[Some records]
* Begin *
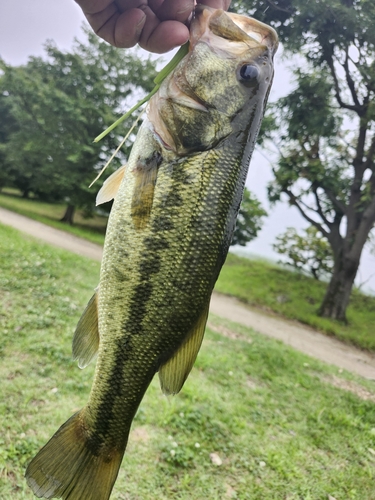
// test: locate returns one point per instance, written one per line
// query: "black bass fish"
(168, 235)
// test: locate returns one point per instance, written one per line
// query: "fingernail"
(139, 27)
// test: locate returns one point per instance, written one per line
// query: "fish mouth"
(218, 27)
(228, 35)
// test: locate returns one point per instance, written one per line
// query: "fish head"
(219, 87)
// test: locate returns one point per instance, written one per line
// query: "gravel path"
(302, 338)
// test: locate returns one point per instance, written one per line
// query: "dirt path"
(292, 333)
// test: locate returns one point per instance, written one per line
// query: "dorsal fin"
(143, 194)
(86, 336)
(175, 371)
(110, 186)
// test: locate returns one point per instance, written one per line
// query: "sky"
(25, 26)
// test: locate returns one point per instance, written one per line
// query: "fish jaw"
(199, 103)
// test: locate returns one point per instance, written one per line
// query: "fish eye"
(248, 74)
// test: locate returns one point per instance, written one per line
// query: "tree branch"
(340, 207)
(293, 200)
(370, 154)
(319, 209)
(342, 104)
(349, 79)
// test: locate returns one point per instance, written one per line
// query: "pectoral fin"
(143, 196)
(110, 186)
(86, 336)
(175, 371)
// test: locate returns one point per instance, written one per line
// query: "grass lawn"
(257, 283)
(92, 229)
(296, 296)
(281, 425)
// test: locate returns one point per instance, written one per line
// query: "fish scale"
(168, 235)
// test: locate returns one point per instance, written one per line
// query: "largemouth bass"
(168, 235)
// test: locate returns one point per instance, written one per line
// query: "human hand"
(156, 25)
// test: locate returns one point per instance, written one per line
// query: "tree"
(60, 105)
(249, 220)
(309, 252)
(327, 148)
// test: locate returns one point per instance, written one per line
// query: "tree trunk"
(337, 296)
(69, 214)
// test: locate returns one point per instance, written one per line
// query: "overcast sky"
(25, 25)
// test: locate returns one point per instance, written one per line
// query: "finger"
(176, 10)
(121, 30)
(216, 4)
(166, 36)
(93, 6)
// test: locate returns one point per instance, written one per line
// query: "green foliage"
(268, 412)
(306, 252)
(60, 105)
(249, 220)
(326, 167)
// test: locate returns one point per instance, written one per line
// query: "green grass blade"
(168, 68)
(183, 50)
(126, 115)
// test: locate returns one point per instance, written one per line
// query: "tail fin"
(67, 468)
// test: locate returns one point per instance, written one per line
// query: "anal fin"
(174, 372)
(86, 336)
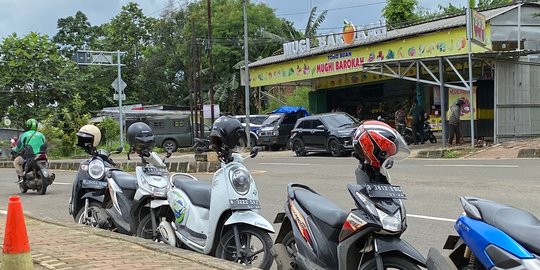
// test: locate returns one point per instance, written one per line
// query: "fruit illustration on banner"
(349, 32)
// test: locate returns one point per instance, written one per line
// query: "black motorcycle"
(36, 173)
(89, 186)
(316, 234)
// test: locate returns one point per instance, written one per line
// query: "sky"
(23, 16)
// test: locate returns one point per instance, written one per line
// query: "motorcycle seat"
(519, 224)
(197, 191)
(124, 180)
(320, 207)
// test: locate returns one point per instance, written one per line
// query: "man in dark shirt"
(417, 113)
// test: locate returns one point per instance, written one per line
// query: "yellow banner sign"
(450, 42)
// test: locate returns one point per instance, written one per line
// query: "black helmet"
(226, 132)
(140, 137)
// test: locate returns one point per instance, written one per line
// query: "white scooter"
(135, 199)
(221, 218)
* End *
Leaving all pictures aside, quote each record exactly.

// test: locate returns one point per instance, written one per line
// query: "black bass fish"
(168, 235)
// test: locate returns one point per instance, written one per line
// query: "fingernail"
(139, 27)
// test: locate returns one point per instance, written one per line
// query: "fish mouth"
(218, 27)
(228, 35)
// test: locate returns one point per instance, written one per line
// query: "fish head"
(219, 87)
// test: locate returns one point per instance, written one per line
// query: "gravel path"
(302, 338)
// test: locate returns one point per instance, written one per line
// query: "dirt path"
(292, 333)
// test: locate returns one point per instance, written one per line
// query: "dorsal fin"
(143, 194)
(86, 336)
(175, 371)
(110, 186)
// test: locate returns one point per instance, written one per line
// query: "sky"
(25, 26)
// test: locate returns one point per instance, written one per line
// query: "fish jaw"
(199, 103)
// test: locate returns one point per instance, written one per line
// query: "fish eye"
(248, 74)
// test: locate returns one point per instance, written one per line
// query: "tree branch"
(340, 207)
(293, 200)
(370, 154)
(319, 209)
(342, 104)
(349, 79)
// test: locate returns one point per instance, written one per line
// query: "pectoral fin"
(143, 196)
(110, 186)
(86, 336)
(175, 371)
// test: locate returns one point per instance, written one per line
// query: "grass lawn"
(257, 283)
(92, 229)
(296, 296)
(281, 425)
// test: locate returns one point per instance, written one per line
// query: "fish scale"
(168, 235)
// test: locate returns one point per instance, written one per line
// query: "largemouth bass"
(168, 235)
// test: locate returns one point per instance, written one per line
// query: "human hand"
(156, 25)
// test: locate returns one point per instance, written one per line
// query: "tree"
(60, 105)
(249, 220)
(309, 252)
(327, 148)
// test: locate returns one point per instance, written one per line
// query: "tree trunk"
(337, 296)
(69, 214)
// test: locate returns one point per instance, written one per line
// query: "overcast sky"
(25, 25)
// test: locate returns one point per instance, written one per line
// query: "finger"
(176, 10)
(121, 30)
(216, 4)
(166, 36)
(93, 6)
// test: locate returns one point per instance, written one per line
// query: "green foliage"
(268, 412)
(306, 252)
(60, 105)
(249, 220)
(326, 167)
// test: locate returns one point per instance, written one per line
// query: "green grass blade"
(168, 68)
(183, 50)
(126, 115)
// test: locate returns one point per instance, written one per line
// query: "tail fin"
(67, 468)
// test: locate returns one point per instance, written one per line
// query: "anal fin"
(174, 372)
(86, 336)
// test: locate returns one point per instance, written one per line
// query: "fruit illustration on banner"
(349, 32)
// test: locate returns one point per instance, written one per line
// query: "black motorcycle"
(36, 173)
(89, 186)
(316, 234)
// test: locate returns one point per instance, written one per line
// query: "sky"
(23, 16)
// test: locate returns one point per instance, written one per line
// query: "motorcycle seat"
(519, 224)
(197, 191)
(124, 180)
(320, 207)
// test: locate returns one point per instance, written one per line
// query: "man in dark shirt"
(417, 113)
// test: locate returns one point per instance, written one per line
// query: "yellow banner sign"
(450, 42)
// test: locate returns one point per instance, written one per line
// query: "black helmet"
(226, 132)
(140, 137)
// test: locate returns one point per instance, written one per line
// query: "white scooter"
(135, 199)
(221, 218)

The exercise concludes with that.